### THE RECORDS
#####
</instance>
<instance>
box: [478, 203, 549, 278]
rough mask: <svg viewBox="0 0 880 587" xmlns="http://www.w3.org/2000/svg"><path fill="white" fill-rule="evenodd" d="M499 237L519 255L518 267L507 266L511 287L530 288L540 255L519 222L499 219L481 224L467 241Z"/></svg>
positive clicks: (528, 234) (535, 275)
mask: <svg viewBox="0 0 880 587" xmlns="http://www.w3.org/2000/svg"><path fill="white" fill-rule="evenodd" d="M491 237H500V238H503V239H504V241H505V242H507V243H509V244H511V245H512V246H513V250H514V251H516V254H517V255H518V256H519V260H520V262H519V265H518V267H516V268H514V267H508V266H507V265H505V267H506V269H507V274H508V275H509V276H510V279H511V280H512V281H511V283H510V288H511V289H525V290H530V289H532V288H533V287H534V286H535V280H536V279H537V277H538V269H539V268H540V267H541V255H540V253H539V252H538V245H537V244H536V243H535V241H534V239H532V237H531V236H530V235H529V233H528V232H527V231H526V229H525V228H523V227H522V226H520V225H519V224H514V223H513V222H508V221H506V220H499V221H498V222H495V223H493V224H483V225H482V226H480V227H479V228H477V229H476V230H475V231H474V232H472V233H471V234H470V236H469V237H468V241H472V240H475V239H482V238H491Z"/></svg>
#####
Retype every record above exactly as it appears.

### ANSWER SECTION
</instance>
<instance>
box: [478, 203, 549, 278]
rough mask: <svg viewBox="0 0 880 587" xmlns="http://www.w3.org/2000/svg"><path fill="white" fill-rule="evenodd" d="M499 237L519 255L518 267L507 266L511 287L530 288L540 255L519 222L499 219L481 224L467 241Z"/></svg>
positive clicks: (528, 234) (535, 275)
mask: <svg viewBox="0 0 880 587" xmlns="http://www.w3.org/2000/svg"><path fill="white" fill-rule="evenodd" d="M491 237H500V238H503V239H504V241H505V242H507V243H509V244H511V245H512V246H513V250H514V251H516V254H517V255H518V256H519V260H520V262H519V265H518V267H516V268H514V267H508V266H507V265H505V267H506V269H507V274H508V275H509V276H510V279H511V280H512V281H511V283H510V288H511V289H525V290H530V289H532V288H533V287H534V286H535V280H536V279H537V277H538V269H539V268H540V267H541V255H540V253H539V252H538V245H537V244H536V243H535V241H534V239H532V237H531V236H530V235H529V233H528V232H527V231H526V229H525V228H523V227H522V226H520V225H519V224H514V223H513V222H508V221H506V220H499V221H498V222H495V223H493V224H483V225H482V226H480V227H479V228H477V229H476V230H475V231H474V232H472V233H471V234H470V236H469V237H468V241H472V240H475V239H482V238H491Z"/></svg>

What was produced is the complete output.